(Stored entries)
======
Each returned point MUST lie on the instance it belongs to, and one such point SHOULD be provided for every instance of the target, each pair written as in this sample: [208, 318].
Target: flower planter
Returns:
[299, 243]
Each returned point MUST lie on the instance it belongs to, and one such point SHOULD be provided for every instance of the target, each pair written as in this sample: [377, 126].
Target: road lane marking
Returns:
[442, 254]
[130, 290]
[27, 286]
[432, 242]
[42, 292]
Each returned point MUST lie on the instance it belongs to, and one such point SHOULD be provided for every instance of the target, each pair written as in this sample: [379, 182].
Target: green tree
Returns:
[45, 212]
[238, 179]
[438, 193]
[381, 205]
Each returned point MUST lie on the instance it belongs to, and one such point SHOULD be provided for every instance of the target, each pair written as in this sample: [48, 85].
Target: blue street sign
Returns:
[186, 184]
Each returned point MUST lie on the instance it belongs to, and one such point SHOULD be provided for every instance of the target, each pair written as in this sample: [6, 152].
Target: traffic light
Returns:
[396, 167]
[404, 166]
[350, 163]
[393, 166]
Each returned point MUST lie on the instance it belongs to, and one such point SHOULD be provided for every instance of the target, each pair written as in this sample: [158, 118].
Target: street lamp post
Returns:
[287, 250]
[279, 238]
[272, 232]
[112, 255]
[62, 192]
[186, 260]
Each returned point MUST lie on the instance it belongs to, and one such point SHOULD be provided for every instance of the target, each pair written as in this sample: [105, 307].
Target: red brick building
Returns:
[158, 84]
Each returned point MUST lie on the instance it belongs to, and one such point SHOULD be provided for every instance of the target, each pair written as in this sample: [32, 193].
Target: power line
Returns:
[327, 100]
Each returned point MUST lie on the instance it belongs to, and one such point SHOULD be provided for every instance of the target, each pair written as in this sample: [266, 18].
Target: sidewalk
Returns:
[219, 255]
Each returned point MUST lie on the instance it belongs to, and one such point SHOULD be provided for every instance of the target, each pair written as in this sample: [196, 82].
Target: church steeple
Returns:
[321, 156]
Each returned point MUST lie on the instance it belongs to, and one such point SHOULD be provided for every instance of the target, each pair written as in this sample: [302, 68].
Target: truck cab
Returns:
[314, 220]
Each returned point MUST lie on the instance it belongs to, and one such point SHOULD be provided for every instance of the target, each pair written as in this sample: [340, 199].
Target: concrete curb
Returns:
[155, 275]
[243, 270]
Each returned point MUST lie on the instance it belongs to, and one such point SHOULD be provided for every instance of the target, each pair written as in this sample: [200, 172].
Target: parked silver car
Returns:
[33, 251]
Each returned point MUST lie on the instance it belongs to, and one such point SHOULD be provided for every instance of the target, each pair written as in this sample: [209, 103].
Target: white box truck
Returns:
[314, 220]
======
Stated problem: Repeat the entries above exactly, leaving nothing out.

Solution:
Each returned point MUST lie on the instance it belongs to, and one such point SHOULD be provided for every instance of the target, each pair written as in this sample: [208, 318].
Target: flower planter
Returns:
[299, 243]
Each returned point MUST lie on the instance it belongs to, and one such point SHOULD be provided for every instance of the target, each pair written as in this sample: [377, 126].
Target: road lane marking
Returns:
[442, 254]
[130, 290]
[27, 286]
[432, 242]
[42, 292]
Each returned point MUST lie on the instance it belongs to, and one such point SHOULD be provided for every instance of the target, each pair written as in this sample: [379, 182].
Target: green tree
Returns:
[45, 212]
[238, 179]
[438, 193]
[381, 205]
Each returned point MUST lie on the instance it belongs to, and one such point SHOULD be provided for every instance of the target, each pair written as in this sample: [48, 85].
Target: blue street sign
Returns:
[186, 184]
Each returned point MUST lie on the instance it belongs to, and one such point SHOULD be provided for every instance of the target, each pair written as in this sample: [6, 152].
Target: traffic light
Returns:
[396, 167]
[404, 166]
[350, 163]
[393, 166]
Each returned point MUST lie on the instance it belongs to, and one such point SHOULD be provided for every instance of the target, each pair written as in this sample: [158, 118].
Target: street lamp post
Returns:
[287, 250]
[279, 238]
[272, 232]
[112, 255]
[62, 192]
[186, 260]
Each returned point MUST lie on the instance it belongs to, and one such point SHOULD be provided for every instance of the target, each pair written as in this sample: [105, 307].
Target: red brick building
Returns:
[158, 84]
Each returned point MUST lie on the instance it belongs to, and one such point SHOULD be provided for every instance of the target, each pair written as in this sample: [32, 193].
Target: power line
Returns:
[327, 100]
Each returned point MUST lie on the instance it belongs to, and one such point SHOULD be provided for every instance of the target, each pair written as in this sample: [266, 18].
Target: sidewalk
Returns:
[219, 255]
Each returned point MUST lie on the instance it belongs to, and one such point SHOULD be provided for every instance of the target, each pair written as in this sample: [196, 82].
Target: church steeple
Returns:
[321, 156]
Each returned point MUST lie on the instance it belongs to, and one such point SHOULD be provided for every instance of the target, each pair written as in this sample: [302, 68].
Target: truck cab
Returns:
[314, 220]
Each returned point MUST lie on the instance it belongs to, and one such point SHOULD be provided for every instance of the target, each pair written as in this sample: [340, 199].
Target: concrete curb
Returns:
[155, 275]
[243, 270]
Each returned point MUST lie on the instance it belongs to, and one such point SHOULD be provided for every instance of the target, each pair written as in this sample: [200, 172].
Target: parked silver car
Returns:
[33, 251]
Each returned point MUST lie on the instance it belongs to, and one such point SHOULD be provided for every instance of the target, each pair written as in this sample: [209, 103].
Target: white box truck
Returns:
[314, 220]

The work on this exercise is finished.